Quoted passage:
····················

I think most people would say - perhaps not you, but most people - would say, "Adolf Hitler."
Of course, it was the last full year in the life of Sophie Scholl. But if we think of Germany in 1942, almost no one will see her, a young woman of moral courage that few of us can even imagine. She was guillotined.
Over nearly 20 years here, I have changed my signature line multiple times, but I suspect that the one there now, which may have lasted the longest, the quote from Abraham Lincoln, which I have taken completely out of context, best summarizes how I feel about our times. It reads in part...
We... ...will be remembered in spite of ourselves. No personal significance, or insignificance, can spare one or another of us.
Lincoln, perhaps the most significant person of his time, at least in the judgement of history, saw his personal responsibility to carry the weight of history not just for himself, but also for the "insignificant." He was concerned that the insignificant would be remembered poorly if he, and the other powerful politicians of his time, failed. He felt responsibility.
Who feels responsibility on the national stage now?
In the future, it is unlikely that anyone will know that you personally did noble things - and I'm not denying that they were noble - but still, in history what you did will not be noticed, except possibly in some obscure Ph.D. thesis in some history department somewhere on "the resistance." People who did what you did will still be painted with the broader brush of our times.
This buffoon in the White House may have successfully destroyed all that our country represents, and history will surely ask, how did this happen? How did a great nation commit suicide? If they examine the demographics of voters, what will they see? The Millennials on whom so many people of our generation heave supercilious contempt, or will they be looking at us, collectively?
People elected by us fought two brutal wars so we could have oil to drive our cars to Walmart. Now, led by support from baby boomers, we have Trump.
What can we take credit for? I really had to think about that. Maybe we can take credit - if due - for launching the information age - although, to be perfectly clear, it is also the (instantaneous) disinformation age.
Now, I have personally benefited professionally from the free flow of information, and so have many other scientists. However, as Shakespeare had it, "The good will be interred with our bones." The evil we've done will live after us.
You know, when we were kids, they started showing that (then) groundbreaking sci fi movie Forbidden Planet on television. Perhaps you've seen it; perhaps not.

····················

Written problem A:
Reproduce the records from their first line through the line containing "189 115 L 184", including that line, substituting "rocky peak" for "jagged summit" and changing nothing else. Leave the pictures out of your answer.
The passage and the records that follow are unrelated material.

Task inputs:
····················

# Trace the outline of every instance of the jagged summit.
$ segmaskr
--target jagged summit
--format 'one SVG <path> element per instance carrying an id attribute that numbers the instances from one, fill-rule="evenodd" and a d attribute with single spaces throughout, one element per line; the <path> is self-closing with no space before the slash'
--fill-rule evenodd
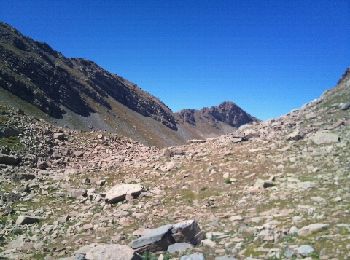
<path id="1" fill-rule="evenodd" d="M 218 106 L 205 107 L 200 110 L 184 109 L 176 113 L 176 119 L 181 124 L 196 127 L 203 136 L 210 136 L 208 128 L 225 132 L 225 129 L 239 127 L 258 121 L 232 101 L 225 101 Z M 207 127 L 203 127 L 207 126 Z"/>
<path id="2" fill-rule="evenodd" d="M 160 100 L 92 61 L 65 58 L 49 45 L 0 24 L 1 86 L 55 118 L 65 108 L 89 116 L 93 103 L 111 109 L 109 98 L 176 129 L 170 109 Z"/>
<path id="3" fill-rule="evenodd" d="M 189 115 L 184 119 L 127 79 L 93 61 L 66 58 L 6 23 L 0 23 L 0 57 L 0 102 L 72 129 L 117 132 L 167 146 L 227 133 L 253 120 L 230 102 L 202 109 L 199 117 L 184 112 Z M 195 124 L 198 120 L 202 123 Z"/>

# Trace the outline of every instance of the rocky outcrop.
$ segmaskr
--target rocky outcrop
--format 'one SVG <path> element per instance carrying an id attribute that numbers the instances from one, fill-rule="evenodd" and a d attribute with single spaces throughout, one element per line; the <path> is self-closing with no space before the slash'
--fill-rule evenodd
<path id="1" fill-rule="evenodd" d="M 216 137 L 234 132 L 236 128 L 258 122 L 233 102 L 223 102 L 218 106 L 205 107 L 200 110 L 184 109 L 175 113 L 178 124 L 193 138 Z"/>
<path id="2" fill-rule="evenodd" d="M 131 247 L 137 252 L 166 251 L 175 243 L 197 245 L 202 239 L 198 223 L 188 220 L 177 224 L 168 224 L 155 229 L 146 229 L 141 237 L 132 241 Z"/>
<path id="3" fill-rule="evenodd" d="M 75 252 L 75 260 L 141 260 L 134 251 L 125 245 L 90 244 Z"/>
<path id="4" fill-rule="evenodd" d="M 176 113 L 176 119 L 180 123 L 195 126 L 198 121 L 207 124 L 222 122 L 233 127 L 258 121 L 233 102 L 223 102 L 218 106 L 205 107 L 200 110 L 184 109 Z"/>
<path id="5" fill-rule="evenodd" d="M 106 193 L 106 200 L 109 203 L 123 201 L 128 195 L 132 197 L 138 196 L 142 189 L 140 184 L 118 184 L 108 190 Z"/>
<path id="6" fill-rule="evenodd" d="M 46 43 L 25 37 L 0 23 L 0 86 L 54 118 L 66 109 L 81 116 L 113 110 L 113 99 L 133 111 L 176 130 L 171 110 L 136 84 L 92 61 L 69 59 Z M 62 108 L 63 107 L 63 108 Z"/>

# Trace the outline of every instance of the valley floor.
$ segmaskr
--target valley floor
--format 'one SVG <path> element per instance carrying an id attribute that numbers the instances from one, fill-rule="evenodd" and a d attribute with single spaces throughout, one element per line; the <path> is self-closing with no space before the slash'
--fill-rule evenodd
<path id="1" fill-rule="evenodd" d="M 343 98 L 348 85 L 337 91 Z M 140 229 L 195 219 L 205 235 L 198 245 L 144 259 L 349 259 L 350 113 L 334 97 L 162 150 L 3 111 L 26 130 L 21 142 L 6 139 L 22 162 L 1 169 L 0 256 L 84 259 L 74 258 L 84 245 L 128 245 Z M 143 190 L 106 202 L 120 183 Z M 22 215 L 37 223 L 21 223 Z"/>

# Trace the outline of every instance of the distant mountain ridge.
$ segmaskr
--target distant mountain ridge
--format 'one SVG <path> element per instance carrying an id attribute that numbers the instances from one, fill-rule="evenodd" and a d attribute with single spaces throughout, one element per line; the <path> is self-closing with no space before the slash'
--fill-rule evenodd
<path id="1" fill-rule="evenodd" d="M 58 125 L 105 130 L 167 146 L 256 121 L 232 102 L 173 113 L 162 101 L 95 62 L 66 58 L 0 22 L 0 102 Z"/>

····················

Written problem B:
Answer these questions from the passage, one per line:
(i) Whose quote is in the writer's signature line?
(ii) What happened to Sophie Scholl?
(iii) Which movie did they start showing on television when the writer was a kid?

Task result A:
# Trace the outline of every instance of the rocky peak.
$ segmaskr
--target rocky peak
--format 'one SVG <path> element per instance carrying an id attribute that numbers the instances from one, fill-rule="evenodd" and a d attribute with single spaces throughout, one element per line; the <path> is self-closing with no space before the slash'
--fill-rule evenodd
<path id="1" fill-rule="evenodd" d="M 218 106 L 205 107 L 200 110 L 184 109 L 176 113 L 176 119 L 181 124 L 196 127 L 203 136 L 210 136 L 208 128 L 225 132 L 225 129 L 239 127 L 258 121 L 232 101 L 225 101 Z M 207 127 L 203 127 L 207 126 Z"/>
<path id="2" fill-rule="evenodd" d="M 160 100 L 92 61 L 65 58 L 49 45 L 0 24 L 1 86 L 55 118 L 65 108 L 89 116 L 93 103 L 111 109 L 109 98 L 176 129 L 170 109 Z"/>
<path id="3" fill-rule="evenodd" d="M 189 115 L 184 119 L 127 79 L 93 61 L 66 58 L 6 23 L 0 23 L 0 57 L 0 102 L 72 129 L 117 132 L 167 146 L 227 133 L 253 120 L 230 102 L 202 109 L 199 117 L 184 112 Z M 195 124 L 198 120 L 202 123 Z"/>

Task result B:
(i) Abraham Lincoln
(ii) She was guillotined.
(iii) Forbidden Planet